*GOAL OF THE EXERCISE*.
Lines before the one containing "# test: point to the patterned" are excluded; reproduce that line and all lines after it in the entries below, exactly.

*Stored items from a collection*.
══════════

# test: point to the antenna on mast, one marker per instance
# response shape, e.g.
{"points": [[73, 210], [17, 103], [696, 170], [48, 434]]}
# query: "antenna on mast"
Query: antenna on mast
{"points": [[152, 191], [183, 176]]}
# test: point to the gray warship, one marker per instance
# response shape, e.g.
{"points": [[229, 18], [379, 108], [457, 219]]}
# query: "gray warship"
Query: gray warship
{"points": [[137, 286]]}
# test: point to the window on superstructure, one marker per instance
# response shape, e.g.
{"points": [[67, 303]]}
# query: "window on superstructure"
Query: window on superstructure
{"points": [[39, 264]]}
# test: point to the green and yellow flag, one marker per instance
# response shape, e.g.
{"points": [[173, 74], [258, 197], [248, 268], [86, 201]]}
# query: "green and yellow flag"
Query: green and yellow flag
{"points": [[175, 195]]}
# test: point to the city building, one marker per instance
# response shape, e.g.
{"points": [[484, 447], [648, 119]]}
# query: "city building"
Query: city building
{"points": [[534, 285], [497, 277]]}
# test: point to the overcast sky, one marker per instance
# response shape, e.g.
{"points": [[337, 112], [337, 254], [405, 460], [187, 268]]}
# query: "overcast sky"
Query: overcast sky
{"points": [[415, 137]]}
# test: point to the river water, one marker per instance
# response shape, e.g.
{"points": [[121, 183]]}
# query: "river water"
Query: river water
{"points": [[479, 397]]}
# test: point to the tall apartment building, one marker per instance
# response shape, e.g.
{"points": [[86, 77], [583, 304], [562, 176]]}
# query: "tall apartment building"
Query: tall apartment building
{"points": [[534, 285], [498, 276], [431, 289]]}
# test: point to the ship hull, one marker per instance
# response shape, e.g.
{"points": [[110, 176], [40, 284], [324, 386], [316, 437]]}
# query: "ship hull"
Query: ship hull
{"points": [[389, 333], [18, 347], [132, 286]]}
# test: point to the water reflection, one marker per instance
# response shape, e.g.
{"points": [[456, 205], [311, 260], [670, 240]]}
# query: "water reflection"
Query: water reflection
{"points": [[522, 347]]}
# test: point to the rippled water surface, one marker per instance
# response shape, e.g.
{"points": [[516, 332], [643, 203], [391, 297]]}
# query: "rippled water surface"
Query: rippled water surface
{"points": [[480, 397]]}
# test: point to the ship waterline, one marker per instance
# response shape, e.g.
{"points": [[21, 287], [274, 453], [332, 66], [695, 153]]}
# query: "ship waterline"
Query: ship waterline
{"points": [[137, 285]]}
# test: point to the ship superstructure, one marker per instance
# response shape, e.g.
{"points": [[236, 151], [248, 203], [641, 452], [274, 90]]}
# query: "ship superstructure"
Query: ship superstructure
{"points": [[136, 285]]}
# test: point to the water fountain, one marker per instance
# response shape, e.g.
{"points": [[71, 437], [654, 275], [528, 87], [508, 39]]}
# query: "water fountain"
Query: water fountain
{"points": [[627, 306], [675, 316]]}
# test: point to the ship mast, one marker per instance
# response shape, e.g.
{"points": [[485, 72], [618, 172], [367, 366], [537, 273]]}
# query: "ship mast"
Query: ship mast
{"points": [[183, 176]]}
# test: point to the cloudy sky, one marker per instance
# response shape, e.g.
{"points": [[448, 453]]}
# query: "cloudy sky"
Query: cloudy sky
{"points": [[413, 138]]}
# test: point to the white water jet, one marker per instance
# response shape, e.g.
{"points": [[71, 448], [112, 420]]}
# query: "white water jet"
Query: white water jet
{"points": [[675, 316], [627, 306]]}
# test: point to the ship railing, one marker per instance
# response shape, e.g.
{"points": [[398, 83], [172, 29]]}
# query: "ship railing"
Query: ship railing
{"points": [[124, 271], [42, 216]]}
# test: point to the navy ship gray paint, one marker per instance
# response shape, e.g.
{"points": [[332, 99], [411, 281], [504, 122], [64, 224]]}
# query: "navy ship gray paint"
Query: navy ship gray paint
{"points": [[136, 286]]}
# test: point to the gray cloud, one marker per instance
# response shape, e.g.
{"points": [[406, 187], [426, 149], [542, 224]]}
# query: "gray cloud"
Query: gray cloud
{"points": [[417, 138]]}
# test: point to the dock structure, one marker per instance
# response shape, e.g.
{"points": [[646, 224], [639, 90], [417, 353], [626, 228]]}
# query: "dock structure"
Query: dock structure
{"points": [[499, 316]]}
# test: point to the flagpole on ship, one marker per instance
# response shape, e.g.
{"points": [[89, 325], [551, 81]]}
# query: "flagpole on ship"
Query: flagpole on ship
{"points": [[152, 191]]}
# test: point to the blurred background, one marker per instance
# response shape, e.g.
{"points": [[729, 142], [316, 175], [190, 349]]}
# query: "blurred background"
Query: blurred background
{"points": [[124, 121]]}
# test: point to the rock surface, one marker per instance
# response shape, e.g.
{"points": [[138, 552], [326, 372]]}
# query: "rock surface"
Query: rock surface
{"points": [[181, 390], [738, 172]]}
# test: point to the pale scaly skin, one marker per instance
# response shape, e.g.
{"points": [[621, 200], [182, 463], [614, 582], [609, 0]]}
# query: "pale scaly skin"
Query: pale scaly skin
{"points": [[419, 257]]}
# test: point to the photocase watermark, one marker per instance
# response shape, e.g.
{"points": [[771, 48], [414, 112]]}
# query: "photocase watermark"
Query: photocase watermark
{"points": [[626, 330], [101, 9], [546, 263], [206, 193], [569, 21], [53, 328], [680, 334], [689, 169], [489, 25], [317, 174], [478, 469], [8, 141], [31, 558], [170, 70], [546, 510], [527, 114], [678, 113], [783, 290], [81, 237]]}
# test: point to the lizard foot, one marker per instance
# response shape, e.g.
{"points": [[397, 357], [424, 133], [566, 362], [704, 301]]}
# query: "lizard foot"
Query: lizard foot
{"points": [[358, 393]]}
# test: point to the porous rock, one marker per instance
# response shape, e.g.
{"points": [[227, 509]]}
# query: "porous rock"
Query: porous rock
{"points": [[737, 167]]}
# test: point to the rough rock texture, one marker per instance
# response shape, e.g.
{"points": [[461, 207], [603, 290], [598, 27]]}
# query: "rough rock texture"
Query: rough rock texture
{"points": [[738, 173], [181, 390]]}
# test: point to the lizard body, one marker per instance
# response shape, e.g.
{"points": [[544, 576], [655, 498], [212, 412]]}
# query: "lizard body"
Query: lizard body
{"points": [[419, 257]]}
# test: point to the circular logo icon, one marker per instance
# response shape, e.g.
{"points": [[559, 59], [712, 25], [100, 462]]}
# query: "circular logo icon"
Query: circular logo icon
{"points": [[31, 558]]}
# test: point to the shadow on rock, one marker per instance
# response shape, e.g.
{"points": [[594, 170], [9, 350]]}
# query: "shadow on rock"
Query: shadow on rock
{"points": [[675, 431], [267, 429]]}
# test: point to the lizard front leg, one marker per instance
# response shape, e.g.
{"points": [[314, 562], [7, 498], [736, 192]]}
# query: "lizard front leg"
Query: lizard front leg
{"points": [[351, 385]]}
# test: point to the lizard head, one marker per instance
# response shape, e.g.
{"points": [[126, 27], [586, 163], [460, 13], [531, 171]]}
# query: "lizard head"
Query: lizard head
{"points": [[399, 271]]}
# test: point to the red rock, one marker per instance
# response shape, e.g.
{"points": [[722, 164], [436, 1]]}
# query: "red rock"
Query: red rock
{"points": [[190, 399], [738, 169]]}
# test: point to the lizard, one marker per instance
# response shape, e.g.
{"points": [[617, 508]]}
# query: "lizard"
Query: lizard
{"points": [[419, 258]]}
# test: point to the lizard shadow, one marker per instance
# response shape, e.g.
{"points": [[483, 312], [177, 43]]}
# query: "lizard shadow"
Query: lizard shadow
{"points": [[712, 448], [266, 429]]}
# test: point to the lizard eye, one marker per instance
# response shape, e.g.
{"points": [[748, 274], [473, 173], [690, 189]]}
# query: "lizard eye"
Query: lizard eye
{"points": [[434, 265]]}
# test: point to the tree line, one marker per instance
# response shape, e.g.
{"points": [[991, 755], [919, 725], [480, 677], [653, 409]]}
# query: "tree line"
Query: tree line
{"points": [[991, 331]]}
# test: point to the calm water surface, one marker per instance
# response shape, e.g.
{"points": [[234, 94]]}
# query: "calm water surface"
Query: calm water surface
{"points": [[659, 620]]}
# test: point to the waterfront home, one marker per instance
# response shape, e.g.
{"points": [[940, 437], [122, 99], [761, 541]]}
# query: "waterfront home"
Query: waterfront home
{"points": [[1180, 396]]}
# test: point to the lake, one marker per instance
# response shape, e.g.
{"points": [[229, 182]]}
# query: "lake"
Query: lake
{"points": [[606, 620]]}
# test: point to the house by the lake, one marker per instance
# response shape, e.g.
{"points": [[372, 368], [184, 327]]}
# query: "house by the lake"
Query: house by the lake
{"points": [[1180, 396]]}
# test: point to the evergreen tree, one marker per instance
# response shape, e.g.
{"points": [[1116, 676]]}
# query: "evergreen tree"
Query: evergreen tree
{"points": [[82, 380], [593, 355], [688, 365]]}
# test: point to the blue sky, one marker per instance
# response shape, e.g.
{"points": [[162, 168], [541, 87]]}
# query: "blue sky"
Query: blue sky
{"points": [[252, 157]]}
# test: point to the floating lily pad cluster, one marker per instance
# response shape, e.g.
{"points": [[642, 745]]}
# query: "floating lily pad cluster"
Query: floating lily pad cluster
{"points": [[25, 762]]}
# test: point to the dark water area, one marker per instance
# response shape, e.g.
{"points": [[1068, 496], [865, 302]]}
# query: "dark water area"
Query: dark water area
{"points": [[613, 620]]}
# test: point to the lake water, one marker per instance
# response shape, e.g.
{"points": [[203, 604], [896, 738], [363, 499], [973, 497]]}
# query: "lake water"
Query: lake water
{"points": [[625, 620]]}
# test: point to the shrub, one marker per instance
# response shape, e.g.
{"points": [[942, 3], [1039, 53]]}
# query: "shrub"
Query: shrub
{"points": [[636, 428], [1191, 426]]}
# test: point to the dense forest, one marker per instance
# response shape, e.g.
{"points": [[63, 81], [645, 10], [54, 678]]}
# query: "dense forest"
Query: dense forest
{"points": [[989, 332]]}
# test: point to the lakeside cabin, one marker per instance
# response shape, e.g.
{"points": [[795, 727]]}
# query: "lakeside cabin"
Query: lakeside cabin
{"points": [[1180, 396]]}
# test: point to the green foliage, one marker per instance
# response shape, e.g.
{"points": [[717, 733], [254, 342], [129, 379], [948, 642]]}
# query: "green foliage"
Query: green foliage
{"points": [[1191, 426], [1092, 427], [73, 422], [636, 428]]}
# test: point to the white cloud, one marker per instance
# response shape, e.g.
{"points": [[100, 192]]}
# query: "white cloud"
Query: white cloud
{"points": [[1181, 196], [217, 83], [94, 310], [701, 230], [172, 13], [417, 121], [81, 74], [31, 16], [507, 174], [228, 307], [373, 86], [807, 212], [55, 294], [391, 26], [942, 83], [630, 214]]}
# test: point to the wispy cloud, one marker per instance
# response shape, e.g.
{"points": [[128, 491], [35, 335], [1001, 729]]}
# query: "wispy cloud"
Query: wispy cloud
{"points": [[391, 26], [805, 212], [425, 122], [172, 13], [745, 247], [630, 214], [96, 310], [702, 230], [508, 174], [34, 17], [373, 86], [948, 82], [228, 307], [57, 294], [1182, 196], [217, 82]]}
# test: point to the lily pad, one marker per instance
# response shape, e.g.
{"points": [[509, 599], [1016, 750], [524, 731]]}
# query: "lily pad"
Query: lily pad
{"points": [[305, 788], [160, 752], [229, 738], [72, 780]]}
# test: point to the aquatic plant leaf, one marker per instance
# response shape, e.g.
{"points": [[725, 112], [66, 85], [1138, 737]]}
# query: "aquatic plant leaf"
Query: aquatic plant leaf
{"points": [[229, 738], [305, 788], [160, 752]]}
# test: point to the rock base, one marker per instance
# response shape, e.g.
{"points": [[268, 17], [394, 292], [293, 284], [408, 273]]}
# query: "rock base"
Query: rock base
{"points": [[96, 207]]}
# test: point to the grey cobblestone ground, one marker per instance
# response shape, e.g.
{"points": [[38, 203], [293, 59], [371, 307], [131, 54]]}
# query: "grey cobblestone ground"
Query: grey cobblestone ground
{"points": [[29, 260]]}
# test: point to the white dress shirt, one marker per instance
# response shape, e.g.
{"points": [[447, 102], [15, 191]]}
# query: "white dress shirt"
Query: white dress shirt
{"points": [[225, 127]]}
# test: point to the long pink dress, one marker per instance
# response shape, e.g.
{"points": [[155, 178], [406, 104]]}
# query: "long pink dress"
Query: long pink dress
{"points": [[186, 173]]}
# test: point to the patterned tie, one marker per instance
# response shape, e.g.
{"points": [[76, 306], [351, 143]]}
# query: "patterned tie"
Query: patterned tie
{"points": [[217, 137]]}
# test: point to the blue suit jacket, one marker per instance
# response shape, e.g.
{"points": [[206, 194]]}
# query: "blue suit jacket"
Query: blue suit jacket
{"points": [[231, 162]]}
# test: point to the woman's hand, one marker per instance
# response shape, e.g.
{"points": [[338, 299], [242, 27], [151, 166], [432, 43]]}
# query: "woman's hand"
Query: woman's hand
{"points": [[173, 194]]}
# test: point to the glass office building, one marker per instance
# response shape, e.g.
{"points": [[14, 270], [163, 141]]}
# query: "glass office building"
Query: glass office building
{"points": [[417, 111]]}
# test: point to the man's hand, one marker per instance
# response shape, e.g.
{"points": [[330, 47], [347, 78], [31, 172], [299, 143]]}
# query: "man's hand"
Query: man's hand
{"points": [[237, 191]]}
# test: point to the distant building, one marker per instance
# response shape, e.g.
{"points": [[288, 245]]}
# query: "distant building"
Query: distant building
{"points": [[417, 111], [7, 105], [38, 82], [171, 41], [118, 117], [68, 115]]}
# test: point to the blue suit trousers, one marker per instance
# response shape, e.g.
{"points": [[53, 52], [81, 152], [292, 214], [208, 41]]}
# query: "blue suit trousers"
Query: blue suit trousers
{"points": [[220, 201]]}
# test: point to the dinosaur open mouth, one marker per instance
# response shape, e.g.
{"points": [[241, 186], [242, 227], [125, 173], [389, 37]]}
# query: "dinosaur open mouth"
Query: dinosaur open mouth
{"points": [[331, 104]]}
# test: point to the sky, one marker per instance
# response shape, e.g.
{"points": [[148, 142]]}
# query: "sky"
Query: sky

══════════

*WRITTEN SOLUTION*.
# test: point to the patterned tie, one marker per instance
# response shape, e.g.
{"points": [[76, 306], [351, 143]]}
# query: "patterned tie"
Query: patterned tie
{"points": [[217, 137]]}
# test: point to the blue suit jacket, one marker per instance
# response shape, e.g.
{"points": [[206, 194]]}
# query: "blue suit jacket"
Query: blue suit jacket
{"points": [[231, 162]]}
# test: point to the woman's hand, one marker per instance
# response shape, e.g.
{"points": [[338, 299], [242, 27], [151, 166], [432, 43]]}
# query: "woman's hand"
Query: woman's hand
{"points": [[173, 194]]}
# test: point to the glass office building, one marker per instance
# response shape, e.g.
{"points": [[14, 270], [163, 141]]}
# query: "glass office building"
Query: glass office building
{"points": [[417, 111]]}
# test: point to the man's hand, one marker per instance
# response shape, e.g.
{"points": [[330, 47], [347, 78], [31, 172], [299, 143]]}
# query: "man's hand"
Query: man's hand
{"points": [[237, 191]]}
# test: point to the distant building, one marker per instance
# response shape, e.g.
{"points": [[288, 245]]}
# query: "distant building"
Query: distant building
{"points": [[417, 111], [7, 105], [38, 82], [171, 41], [118, 117], [68, 115]]}
# test: point to the blue suit trousers, one marker per instance
# response shape, e.g.
{"points": [[53, 52], [81, 152], [292, 214], [208, 41]]}
# query: "blue suit trousers"
Query: blue suit trousers
{"points": [[220, 201]]}
# test: point to the dinosaur open mouth, one marker per instance
# response shape, e.g.
{"points": [[241, 186], [242, 227], [125, 173], [389, 37]]}
# query: "dinosaur open mouth"
Query: dinosaur open mouth
{"points": [[331, 104]]}
# test: point to the sky, one marker per instance
# response shape, e.g.
{"points": [[148, 142]]}
# query: "sky"
Query: sky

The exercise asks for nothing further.